Work instructions: Return each line in the data below that contains the string "mask". Letter case matters.

Data to use:
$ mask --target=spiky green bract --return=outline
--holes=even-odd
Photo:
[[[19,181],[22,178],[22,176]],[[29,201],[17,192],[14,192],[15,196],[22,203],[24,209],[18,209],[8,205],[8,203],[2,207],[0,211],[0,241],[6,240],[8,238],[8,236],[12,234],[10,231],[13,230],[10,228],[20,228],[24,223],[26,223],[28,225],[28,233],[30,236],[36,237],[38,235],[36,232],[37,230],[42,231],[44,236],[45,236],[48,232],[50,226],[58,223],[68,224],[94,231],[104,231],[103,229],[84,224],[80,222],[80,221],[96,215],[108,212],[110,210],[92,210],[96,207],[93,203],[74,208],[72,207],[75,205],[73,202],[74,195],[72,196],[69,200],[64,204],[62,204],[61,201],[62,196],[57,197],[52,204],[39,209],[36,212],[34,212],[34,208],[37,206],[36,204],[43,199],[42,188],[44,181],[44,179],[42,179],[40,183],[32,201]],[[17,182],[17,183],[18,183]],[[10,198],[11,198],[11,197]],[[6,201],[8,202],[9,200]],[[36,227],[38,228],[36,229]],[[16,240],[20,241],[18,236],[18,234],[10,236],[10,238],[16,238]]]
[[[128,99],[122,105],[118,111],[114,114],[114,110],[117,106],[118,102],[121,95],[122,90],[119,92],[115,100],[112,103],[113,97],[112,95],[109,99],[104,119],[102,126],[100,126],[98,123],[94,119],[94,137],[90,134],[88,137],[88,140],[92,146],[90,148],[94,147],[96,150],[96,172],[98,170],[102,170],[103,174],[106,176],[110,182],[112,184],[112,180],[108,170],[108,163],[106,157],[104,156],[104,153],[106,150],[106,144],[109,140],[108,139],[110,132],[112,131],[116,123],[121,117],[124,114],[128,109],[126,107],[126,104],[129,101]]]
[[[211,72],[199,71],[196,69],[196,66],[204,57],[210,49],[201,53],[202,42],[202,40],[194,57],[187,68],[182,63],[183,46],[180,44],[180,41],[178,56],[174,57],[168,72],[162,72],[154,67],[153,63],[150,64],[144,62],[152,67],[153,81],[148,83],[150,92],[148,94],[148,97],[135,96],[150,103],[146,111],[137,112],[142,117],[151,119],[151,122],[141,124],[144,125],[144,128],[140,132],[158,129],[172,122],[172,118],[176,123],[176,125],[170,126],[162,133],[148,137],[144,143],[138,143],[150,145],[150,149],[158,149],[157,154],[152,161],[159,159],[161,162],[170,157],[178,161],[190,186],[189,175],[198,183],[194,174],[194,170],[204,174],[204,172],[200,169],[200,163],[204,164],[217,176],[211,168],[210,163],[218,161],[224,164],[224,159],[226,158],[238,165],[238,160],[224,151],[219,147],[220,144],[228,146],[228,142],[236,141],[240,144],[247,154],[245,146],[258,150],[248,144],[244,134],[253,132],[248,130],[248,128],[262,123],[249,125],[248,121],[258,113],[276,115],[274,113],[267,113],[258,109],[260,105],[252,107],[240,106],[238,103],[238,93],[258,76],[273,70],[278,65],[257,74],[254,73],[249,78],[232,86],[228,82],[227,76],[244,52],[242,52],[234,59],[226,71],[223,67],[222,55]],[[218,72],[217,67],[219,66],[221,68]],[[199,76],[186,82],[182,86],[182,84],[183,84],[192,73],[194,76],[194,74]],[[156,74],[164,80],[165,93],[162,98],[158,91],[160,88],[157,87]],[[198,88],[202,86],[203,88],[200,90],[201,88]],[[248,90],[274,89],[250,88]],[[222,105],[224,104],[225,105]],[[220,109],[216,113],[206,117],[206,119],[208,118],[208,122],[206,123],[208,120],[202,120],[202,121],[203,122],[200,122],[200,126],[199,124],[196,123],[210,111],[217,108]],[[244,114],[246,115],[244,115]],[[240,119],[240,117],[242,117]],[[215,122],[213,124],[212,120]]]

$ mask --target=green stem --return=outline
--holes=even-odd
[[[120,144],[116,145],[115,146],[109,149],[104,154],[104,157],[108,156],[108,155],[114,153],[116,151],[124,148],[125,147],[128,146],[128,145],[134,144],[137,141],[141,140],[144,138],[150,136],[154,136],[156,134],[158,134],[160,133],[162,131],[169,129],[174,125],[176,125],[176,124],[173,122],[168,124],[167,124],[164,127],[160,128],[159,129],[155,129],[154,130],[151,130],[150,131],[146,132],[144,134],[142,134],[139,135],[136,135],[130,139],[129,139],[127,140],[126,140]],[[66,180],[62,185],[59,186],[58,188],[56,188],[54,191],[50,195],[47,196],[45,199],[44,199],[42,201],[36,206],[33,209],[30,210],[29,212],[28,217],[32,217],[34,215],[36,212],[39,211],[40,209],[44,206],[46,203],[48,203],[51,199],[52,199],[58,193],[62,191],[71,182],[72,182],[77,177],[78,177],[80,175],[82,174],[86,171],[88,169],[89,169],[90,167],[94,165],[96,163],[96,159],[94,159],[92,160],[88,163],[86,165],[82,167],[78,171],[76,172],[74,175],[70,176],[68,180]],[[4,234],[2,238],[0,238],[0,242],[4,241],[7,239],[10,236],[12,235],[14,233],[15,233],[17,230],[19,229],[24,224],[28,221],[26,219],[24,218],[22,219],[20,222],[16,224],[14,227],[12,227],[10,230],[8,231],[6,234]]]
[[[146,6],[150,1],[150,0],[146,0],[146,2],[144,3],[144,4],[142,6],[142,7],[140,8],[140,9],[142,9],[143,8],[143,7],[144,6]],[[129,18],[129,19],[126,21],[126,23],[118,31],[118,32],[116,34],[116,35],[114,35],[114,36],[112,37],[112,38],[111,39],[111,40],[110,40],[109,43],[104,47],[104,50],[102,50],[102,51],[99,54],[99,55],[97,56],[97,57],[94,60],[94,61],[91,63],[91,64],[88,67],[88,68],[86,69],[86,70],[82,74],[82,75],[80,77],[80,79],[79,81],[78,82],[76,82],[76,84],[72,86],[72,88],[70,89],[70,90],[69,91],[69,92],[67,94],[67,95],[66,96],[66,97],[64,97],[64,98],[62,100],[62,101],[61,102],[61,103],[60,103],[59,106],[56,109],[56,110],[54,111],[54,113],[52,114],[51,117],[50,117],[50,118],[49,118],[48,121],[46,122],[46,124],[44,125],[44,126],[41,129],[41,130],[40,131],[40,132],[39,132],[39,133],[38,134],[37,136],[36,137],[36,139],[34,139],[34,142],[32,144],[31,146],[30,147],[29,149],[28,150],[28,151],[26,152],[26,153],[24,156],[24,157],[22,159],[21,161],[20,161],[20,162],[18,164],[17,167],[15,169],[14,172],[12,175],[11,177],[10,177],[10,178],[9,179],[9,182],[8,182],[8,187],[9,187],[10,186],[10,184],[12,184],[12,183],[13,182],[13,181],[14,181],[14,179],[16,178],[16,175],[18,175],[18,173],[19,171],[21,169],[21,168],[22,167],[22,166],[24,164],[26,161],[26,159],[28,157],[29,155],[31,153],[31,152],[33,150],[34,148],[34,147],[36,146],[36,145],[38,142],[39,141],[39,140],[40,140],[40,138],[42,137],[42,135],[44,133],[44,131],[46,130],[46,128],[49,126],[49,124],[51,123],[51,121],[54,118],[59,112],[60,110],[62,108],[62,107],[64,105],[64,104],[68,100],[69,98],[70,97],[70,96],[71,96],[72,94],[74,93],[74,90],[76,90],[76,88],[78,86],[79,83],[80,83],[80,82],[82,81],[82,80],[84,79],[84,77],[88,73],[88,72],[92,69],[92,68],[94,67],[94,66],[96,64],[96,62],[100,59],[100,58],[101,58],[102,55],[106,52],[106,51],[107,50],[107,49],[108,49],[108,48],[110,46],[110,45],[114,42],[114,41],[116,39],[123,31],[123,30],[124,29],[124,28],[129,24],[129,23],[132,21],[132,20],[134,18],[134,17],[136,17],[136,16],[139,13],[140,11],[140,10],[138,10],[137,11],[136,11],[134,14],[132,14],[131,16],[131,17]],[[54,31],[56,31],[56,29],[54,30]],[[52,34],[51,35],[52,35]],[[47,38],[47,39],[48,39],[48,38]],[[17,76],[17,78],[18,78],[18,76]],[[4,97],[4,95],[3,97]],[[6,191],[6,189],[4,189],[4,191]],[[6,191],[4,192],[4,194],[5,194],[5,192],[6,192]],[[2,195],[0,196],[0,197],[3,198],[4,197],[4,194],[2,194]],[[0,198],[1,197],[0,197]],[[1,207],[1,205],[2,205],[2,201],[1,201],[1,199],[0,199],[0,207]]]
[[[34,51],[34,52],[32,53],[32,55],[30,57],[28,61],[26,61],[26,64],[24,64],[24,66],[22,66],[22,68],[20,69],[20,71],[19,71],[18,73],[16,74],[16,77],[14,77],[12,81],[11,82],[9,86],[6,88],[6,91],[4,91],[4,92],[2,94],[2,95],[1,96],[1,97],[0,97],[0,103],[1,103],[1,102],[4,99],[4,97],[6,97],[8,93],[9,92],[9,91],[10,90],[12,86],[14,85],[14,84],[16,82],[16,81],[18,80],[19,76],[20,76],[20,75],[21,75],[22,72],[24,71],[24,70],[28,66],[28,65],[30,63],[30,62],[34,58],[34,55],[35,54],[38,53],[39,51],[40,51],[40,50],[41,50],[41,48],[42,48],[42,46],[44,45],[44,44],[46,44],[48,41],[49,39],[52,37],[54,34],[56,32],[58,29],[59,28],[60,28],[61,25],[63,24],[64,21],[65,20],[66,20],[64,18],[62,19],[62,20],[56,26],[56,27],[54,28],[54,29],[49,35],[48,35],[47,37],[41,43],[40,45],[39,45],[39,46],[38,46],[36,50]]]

Result below:
$ mask --target=spiky green bract --return=outline
$ mask --target=green stem --return=outline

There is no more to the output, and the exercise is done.